# BRIEF
Quote verbatim the passage of the Wikidata thread on Wiktionary support that begins at the words "Re: [Wikidata] Let's" and stops after the words "for many reasons.".

Re: [Wikidata] Let's move forward with support for Wiktionary

2016-09-18 Thread Gerard Meijssen
Hoi,
It does make sense to link it to labels for many reasons.
* Every word can safely exist in a dictionary, in Wikidata.. Typically
names are not included in a dictionary but they could.
* Labels are written based on the rules and exceptions of a language. These
are different in every language and sometimes even within dialects. The way
content is displayed in a dictionary differs from country to country as
well.
* Concepts are not very stable and the writing a label in a language is not
stable either. The one thing that binds them is the label; often a change
in a label and a change in the concept go together.
* Synonyms differ in label not in concept.

I REALLY wonder why you think you can do this with statements.. In my
opinion you can not do that without sacrifice.
Thanks,
  GerardM

On 16 September 2016 at 19:41, Denny Vrandečić  wrote:

> Yes, there should be some connection between items and lexemes, but I am
> still hazy about details on how exactly this should look like. If someone
> could actually make a strawman proposal, that would be great.
>
> I think the connection should live in the statement space, and not be on
> the level of labels, but that is just a hunch. I'd be happy to see
> proposals incoming.
>
> On Thu, Sep 15, 2016 at 10:00 PM Gerard Meijssen <
> gerard.meijs...@gmail.com> wrote:
>
>> Hoi,
>> Please understand that for every label for a current item in Wikidata
>> there should be one lexeme. It would be really helpful when all the new
>> lexemes added are associated with labels. You will then be able to show an
>> item with the conjugation as is preferred for a language.Currently this is
>> not our practise.
>>
>> When we associate labels with lexemes, we have in fact the missing
>> functionality like indicating that a specific lexeme was preferred up to a
>> point. It allows for people to understand where "Batavia" was and why you
>> will not find "Jakarta" in certain papers.
>> Thanks,
>>   GerardM
>>
>>
>> On 15 September 2016 at 17:40, Jan Berkel  wrote:
>>
>>>
>>> *- How wikidata and wiktionary databases will be synchronized?*
>>> New entity types will be created in Wikidata database, with new ids (ex.
>>> L for lexemes). A Wiktionary will have the possibility to include data from
>>> Wikidata in their pages (the complete entity or only some chosen
>>> statements, as the community decides)
>>>
>>>
>>> The pdf mentions 4 new entity types: Lexeme, Statement, Form, Embedded
>>> (?).  Curious, was the existing data model not flexible enough?
>>>
>>> Will these new entities be restricted to the usage in a lexicographical
>>> context, i.e. Wiktionary? How will they fit into the existing data model,
>>> will there be links from existing Wikidata items to the new entities? (i.e.

# PROVIDED MATERIAL
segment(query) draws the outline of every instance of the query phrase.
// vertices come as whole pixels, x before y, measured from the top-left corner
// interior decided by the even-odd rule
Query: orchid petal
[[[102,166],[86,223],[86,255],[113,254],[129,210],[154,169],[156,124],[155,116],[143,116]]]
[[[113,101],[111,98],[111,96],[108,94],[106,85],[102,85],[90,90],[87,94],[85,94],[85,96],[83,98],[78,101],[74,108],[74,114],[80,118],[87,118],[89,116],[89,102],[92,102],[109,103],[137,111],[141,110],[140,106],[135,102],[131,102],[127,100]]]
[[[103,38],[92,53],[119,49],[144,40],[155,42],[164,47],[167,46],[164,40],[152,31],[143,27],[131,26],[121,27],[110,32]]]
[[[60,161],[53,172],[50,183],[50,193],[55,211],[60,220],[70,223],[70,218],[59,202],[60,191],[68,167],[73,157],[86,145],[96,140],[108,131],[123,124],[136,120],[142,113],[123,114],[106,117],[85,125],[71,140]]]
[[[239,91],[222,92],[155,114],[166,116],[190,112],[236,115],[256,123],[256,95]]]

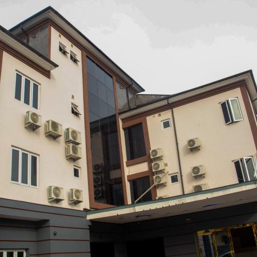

# SOLUTION FOR THIS PROBLEM
Re: [Wikidata] Let's move forward with support for Wiktionary

2016-09-18 Thread Gerard Meijssen
Hoi,
It does make sense to link it to labels for many reasons.